▶ **TASK STATEMENT**
Below are the records; repeat exactly their lines between the line holding "Where can the rooftop vent" and the line holding "Where can the slate", inclusive, skipping the pictures.
(DATASET RECORDS)
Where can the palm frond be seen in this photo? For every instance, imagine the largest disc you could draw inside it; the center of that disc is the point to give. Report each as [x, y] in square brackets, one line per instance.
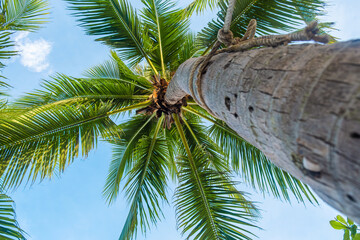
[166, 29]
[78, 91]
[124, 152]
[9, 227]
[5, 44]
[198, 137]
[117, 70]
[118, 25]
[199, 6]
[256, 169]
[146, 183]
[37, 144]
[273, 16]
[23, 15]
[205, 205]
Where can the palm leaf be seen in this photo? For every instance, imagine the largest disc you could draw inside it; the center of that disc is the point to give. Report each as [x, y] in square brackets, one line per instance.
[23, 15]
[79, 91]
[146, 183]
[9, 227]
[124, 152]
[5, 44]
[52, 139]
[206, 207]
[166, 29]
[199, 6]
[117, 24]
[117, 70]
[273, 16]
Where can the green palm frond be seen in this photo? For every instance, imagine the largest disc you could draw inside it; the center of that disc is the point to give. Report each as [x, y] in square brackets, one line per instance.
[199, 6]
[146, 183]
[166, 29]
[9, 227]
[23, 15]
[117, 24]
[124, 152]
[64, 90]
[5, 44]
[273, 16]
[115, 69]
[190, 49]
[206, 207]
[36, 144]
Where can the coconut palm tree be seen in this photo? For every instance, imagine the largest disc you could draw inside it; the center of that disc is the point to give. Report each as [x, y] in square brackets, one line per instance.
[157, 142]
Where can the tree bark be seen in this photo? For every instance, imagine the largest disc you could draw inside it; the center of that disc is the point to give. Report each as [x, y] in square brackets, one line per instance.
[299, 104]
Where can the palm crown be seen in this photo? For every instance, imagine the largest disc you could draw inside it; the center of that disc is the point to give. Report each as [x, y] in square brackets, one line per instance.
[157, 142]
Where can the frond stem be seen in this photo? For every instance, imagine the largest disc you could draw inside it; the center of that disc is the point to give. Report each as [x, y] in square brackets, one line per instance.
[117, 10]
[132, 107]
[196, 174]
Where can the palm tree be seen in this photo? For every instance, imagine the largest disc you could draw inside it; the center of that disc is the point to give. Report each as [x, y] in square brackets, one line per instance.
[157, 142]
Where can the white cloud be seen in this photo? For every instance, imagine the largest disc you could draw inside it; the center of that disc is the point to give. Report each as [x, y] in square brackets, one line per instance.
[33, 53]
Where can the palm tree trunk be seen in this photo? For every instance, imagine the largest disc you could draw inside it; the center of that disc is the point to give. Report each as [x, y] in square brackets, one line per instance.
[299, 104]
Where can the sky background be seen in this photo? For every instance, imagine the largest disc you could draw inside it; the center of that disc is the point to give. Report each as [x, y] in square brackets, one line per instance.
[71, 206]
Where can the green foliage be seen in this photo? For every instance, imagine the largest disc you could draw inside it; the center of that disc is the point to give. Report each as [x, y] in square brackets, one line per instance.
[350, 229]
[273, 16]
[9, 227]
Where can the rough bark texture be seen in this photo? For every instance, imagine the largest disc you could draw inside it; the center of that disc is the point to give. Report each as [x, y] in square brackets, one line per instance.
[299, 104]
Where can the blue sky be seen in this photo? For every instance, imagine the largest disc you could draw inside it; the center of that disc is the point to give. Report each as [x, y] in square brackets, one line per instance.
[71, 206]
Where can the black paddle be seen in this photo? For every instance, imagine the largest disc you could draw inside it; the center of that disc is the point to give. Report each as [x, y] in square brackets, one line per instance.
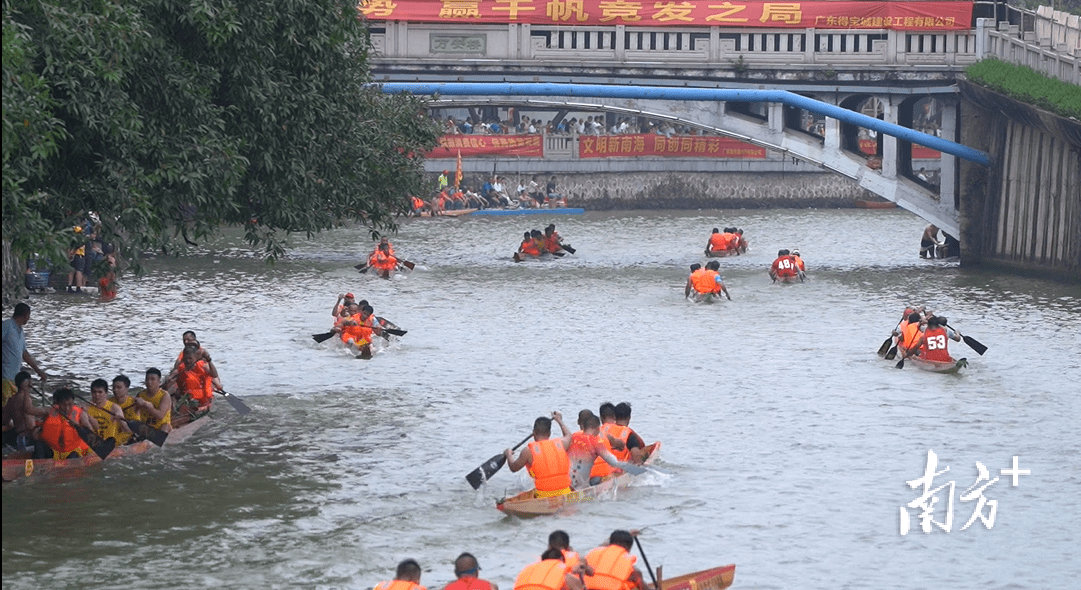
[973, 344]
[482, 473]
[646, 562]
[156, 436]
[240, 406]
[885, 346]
(End DATASET RECORDS)
(DATASET RECORDS)
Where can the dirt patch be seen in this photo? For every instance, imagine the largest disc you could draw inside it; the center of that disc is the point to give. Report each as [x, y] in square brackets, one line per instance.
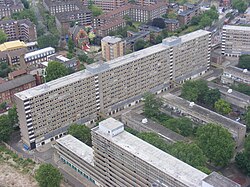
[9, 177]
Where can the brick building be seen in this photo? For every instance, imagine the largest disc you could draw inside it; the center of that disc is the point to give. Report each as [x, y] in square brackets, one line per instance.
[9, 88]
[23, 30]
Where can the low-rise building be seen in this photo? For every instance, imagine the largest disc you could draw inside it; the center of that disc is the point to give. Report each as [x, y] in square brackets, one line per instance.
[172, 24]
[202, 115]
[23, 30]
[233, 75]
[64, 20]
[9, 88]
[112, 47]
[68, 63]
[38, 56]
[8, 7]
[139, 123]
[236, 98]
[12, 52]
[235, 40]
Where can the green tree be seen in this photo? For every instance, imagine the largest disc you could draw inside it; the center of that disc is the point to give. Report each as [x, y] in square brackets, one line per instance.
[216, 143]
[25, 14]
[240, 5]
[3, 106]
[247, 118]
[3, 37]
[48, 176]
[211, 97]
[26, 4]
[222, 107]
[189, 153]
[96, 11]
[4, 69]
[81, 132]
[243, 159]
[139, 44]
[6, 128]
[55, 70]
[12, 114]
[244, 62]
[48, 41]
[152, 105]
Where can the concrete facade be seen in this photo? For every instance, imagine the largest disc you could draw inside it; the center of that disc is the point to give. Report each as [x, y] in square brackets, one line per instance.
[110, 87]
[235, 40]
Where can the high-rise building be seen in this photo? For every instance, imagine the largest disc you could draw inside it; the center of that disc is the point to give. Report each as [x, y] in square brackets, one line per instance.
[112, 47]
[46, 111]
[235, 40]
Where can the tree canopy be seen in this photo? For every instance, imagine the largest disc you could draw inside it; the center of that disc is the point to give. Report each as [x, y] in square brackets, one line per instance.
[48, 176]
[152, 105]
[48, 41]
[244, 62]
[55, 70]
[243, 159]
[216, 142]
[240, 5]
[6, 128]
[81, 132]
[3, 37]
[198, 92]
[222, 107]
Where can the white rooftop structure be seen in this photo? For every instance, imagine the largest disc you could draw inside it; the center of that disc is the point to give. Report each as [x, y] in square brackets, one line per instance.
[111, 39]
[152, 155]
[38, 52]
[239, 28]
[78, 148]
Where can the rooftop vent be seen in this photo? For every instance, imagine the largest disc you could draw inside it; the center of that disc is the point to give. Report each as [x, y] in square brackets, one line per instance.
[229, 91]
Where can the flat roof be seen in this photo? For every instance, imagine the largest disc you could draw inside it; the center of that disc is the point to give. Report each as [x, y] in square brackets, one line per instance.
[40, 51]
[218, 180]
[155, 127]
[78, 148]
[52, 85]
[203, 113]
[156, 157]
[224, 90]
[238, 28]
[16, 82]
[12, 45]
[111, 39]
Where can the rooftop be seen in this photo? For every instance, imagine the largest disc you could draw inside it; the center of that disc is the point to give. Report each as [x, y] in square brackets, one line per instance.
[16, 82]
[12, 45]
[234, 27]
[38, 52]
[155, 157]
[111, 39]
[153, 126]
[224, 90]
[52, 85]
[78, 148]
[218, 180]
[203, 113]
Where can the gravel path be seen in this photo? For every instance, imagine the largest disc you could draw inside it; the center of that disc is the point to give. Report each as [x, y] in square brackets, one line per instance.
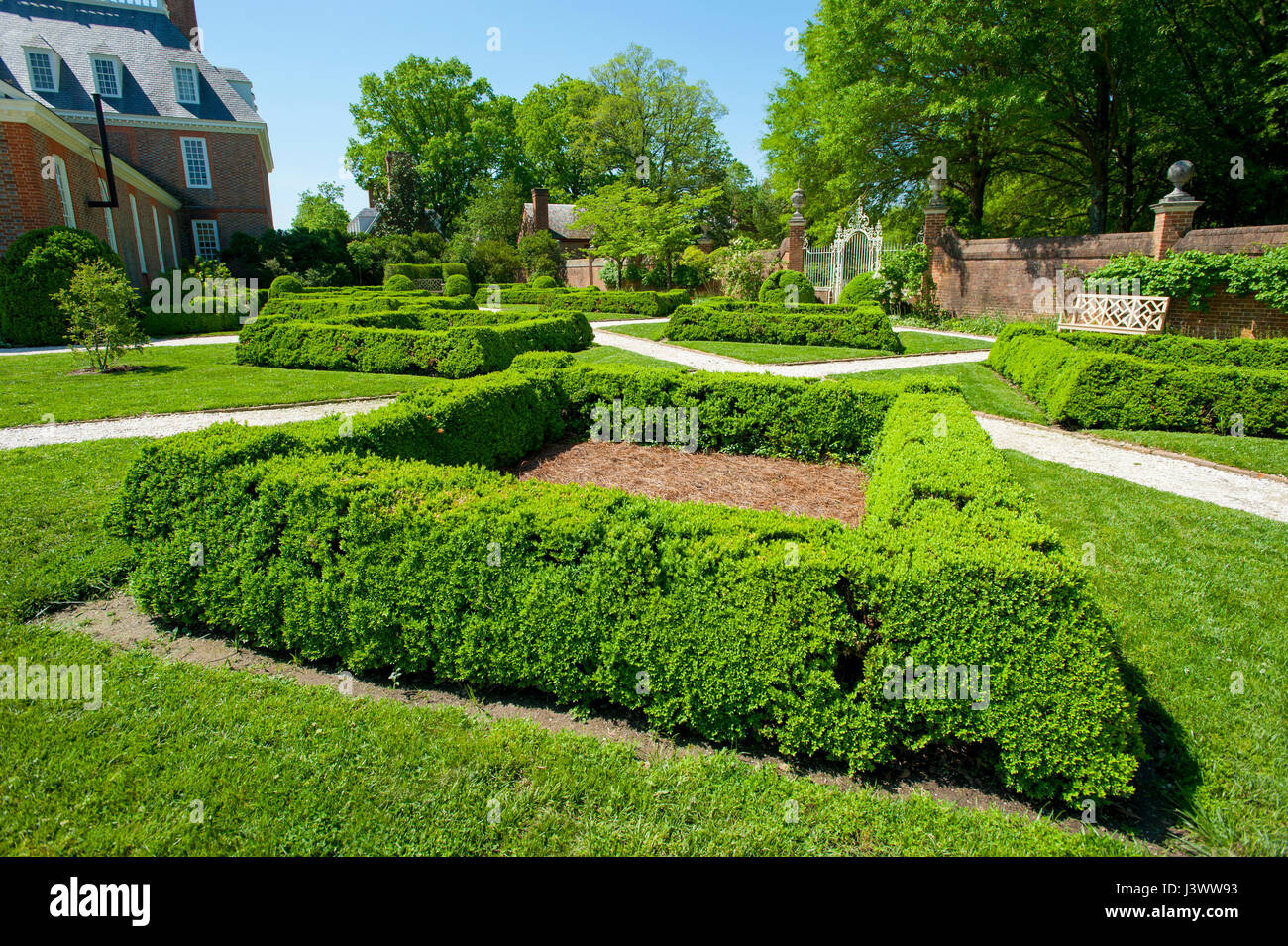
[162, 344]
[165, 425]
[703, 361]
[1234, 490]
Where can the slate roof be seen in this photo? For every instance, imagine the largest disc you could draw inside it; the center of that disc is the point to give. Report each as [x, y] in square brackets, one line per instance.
(End DATASET RECORDS)
▶ **SOLUTION TO THIS TASK**
Where can the rooftop vent be seen in this photo? For every instance, imagine the largest disc you could draw inside it; the center of that disc is the point to give. Report each as [x, y] in square brackets, one line per instance.
[229, 91]
Where can the flat roof be seen in this photo? For every instance, imagine the largest disc you could draw inside it; the center of that disc is the point to give. Report each as [x, y] in square brackets, one line per instance.
[40, 51]
[218, 180]
[155, 127]
[78, 148]
[52, 85]
[203, 113]
[156, 157]
[224, 90]
[238, 28]
[16, 82]
[12, 45]
[111, 39]
Where can the rooftop be seen in this photo? For every instance, imagine the largest disc you could draw inside it; the center of that disc is the point to give. Report each as [x, y] in square brackets, one line per instance.
[16, 82]
[12, 45]
[234, 27]
[38, 52]
[155, 157]
[111, 39]
[153, 126]
[224, 90]
[52, 85]
[78, 148]
[218, 180]
[203, 113]
Where can the gravel path be seen in this photo? For every instance, imagine the largest disc you could draw inside it; the center of that disc is the point to give. Report each as [x, y] in square brackets, one line per instance.
[162, 344]
[165, 425]
[703, 361]
[1234, 490]
Where can the slate roof be seen in this photo? For every instance, imagine the largest disc you could draw inside it; the center of that disc is the point to give. Report each as [x, y] in square brackets, one line per instance.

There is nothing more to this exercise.